PASSAGE: Begin
BUNYAN SUFFERS PERSECUTION, AND A LONG AND DANGEROUS IMPRISONMENT, FOR REFUSING TO ATTEND THE COMMON PRAYER SERVICE, AND FOR PREACHING.
Informer, art thou in
the tree?
Take heed, lest there thou hanged be:
Look likewise to thy foot-hold well;
In many cases the justices considered a field preacher to be equally guilty with a regicide. One of the informers, named W. S., was very diligent in this business; 'he would watch a-nights, climb trees, and range the woods a-days, if possible to find out the meters, for then they were forced to meet in the fields.' At length, he was stricken by the hand of God and died a most wretched object. The cruelties that were inflicted upon Dissenters are scarcely credible. Penn, the Quaker, gives this narrative of facts:—The widow's mite hath not escaped their hands; they have made her cow the forfeit of her conscience, not leaving her a bed to lie on, nor a blanket to cover her; and what is yet more barbarous, and helps to make up this tragedy, the poor helpless orphan's milk, boiling over the fire, was flung away, and the skillet made part of their prize; that, had not nature in neighbors been stronger than cruelty in informers and officers, to open her bowels for their relief, they must have utterly perished. One of these infamous, hard-hearted wretches in Bedford, was stricken, soon after, with death; and such had been his notorious brutality, that his widow could not obtain a hearse, but was obliged to carry his body to the grave in a cart.
PASSAGE: End
PROVIDED MATERIAL: Begin
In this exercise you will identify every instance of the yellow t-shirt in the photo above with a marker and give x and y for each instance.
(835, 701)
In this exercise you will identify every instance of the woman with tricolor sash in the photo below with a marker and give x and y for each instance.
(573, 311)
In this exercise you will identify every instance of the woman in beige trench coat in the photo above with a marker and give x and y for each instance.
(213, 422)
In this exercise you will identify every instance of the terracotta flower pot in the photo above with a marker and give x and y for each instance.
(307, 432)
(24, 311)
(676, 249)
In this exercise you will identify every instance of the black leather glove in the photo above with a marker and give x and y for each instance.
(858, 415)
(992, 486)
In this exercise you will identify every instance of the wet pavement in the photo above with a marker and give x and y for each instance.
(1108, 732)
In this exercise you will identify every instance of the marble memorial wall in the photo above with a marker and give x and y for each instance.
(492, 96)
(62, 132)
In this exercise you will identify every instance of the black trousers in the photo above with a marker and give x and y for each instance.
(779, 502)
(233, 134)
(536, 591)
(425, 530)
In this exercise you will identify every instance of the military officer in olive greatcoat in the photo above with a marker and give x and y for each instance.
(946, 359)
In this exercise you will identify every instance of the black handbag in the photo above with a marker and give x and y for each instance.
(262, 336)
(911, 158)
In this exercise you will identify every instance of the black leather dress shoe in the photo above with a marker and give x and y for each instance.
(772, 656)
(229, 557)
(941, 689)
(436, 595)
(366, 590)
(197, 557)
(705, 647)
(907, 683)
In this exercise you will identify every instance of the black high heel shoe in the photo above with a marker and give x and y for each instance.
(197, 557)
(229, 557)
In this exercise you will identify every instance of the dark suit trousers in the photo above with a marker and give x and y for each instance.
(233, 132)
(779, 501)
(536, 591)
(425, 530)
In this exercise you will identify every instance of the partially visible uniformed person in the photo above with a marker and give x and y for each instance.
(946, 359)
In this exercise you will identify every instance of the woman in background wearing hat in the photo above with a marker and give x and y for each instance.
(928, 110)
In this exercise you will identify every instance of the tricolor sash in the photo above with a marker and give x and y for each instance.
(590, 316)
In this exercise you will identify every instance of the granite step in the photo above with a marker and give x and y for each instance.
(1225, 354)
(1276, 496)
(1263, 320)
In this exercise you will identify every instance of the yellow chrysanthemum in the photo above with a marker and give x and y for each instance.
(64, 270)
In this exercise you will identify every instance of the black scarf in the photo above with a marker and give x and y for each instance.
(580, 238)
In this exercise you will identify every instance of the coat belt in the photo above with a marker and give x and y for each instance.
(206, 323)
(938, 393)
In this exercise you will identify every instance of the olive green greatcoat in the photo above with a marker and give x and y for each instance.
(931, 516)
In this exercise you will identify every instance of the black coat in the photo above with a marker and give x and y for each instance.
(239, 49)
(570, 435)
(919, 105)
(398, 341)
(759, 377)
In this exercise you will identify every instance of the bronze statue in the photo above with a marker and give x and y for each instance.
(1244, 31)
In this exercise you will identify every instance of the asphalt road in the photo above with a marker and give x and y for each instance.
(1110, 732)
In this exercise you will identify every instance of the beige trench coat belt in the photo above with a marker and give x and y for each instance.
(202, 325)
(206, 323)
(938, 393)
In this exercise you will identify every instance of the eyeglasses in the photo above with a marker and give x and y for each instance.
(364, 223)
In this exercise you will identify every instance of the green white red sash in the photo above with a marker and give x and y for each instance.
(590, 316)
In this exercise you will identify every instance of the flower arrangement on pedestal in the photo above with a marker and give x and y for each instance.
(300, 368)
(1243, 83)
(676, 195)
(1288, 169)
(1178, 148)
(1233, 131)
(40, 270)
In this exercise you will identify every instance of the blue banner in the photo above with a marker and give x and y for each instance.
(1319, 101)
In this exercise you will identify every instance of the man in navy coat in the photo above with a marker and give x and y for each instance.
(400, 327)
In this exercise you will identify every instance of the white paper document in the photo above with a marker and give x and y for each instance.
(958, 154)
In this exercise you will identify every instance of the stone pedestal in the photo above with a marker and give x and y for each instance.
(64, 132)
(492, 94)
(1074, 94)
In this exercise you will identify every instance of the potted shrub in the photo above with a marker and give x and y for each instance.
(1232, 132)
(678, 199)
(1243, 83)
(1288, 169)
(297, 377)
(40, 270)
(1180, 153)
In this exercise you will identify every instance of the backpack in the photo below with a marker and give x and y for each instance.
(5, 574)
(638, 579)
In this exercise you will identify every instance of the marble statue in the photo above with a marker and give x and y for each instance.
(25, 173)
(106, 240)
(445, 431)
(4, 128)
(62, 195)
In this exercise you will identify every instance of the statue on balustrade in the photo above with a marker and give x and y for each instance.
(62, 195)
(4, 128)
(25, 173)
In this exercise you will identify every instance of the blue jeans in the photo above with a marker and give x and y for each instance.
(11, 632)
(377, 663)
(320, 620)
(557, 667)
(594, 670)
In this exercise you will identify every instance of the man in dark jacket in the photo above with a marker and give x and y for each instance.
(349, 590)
PROVIDED MATERIAL: End
• **STUDY QUESTIONS**
- A) Answer each question from the Bunyan passage.
(i) According to the heading, for what two things did Bunyan suffer persecution?
(ii) What three things would the informer W. S. do to find out the meetings?
(iii) How was the Bedford informer's body carried to the grave?
- B) Pick up the Bunyan passage after its last sentence and keep writing it.

• **YOUR RESPONSES**
- A)
(i) Refusing to attend the Common Prayer service, and preaching.
(ii) He would watch at night, climb trees, and range the woods by day.
(iii) In a cart, because his widow could not get a hearse.

- B)
It is gratifying to leave these horrors—these stains upon our national history—for a moment, to record an event that took place about fifty years back. The Rev. S. Hillyard, the pastor of Bunyan's church, thus writes:—'When our meeting-house was lately repaired, we were allowed, by the Lord Lieutenant and the justices, to carry on our public worship, for a quarter of a year in the town-hall, where, if it had been standing in Mr. Bunyan's time, he must have been tried and committed to jail for preaching.' How different is our position from that of our pilgrim forefathers?
The justices, if the law had allowed them, would, from the first, have prevented Bunyan's preaching. When they had the power, he possessed nothing to excite the cupidity of an informer: this, with the caution of his friends, saved him, for some months, from being apprehended; they met privately in barns, milk-houses, and stables, or in any convenient place in which they were not likely to be disturbed. In addition to these services, every opportunity was embraced to visit his friends—praying with them, administering consolation, arming them with a steady resolve to be patient in suffering and to trust in God for their safety and reward. At length, a piece of information was laid, and he was caught in the very act of worshipping God with some pious neighbors. Bunyan's account of this event is deeply interesting; but the want of sufficient space prevents my from giving more than an abstract of it, referring the reader to his Grace Abounding for fuller details.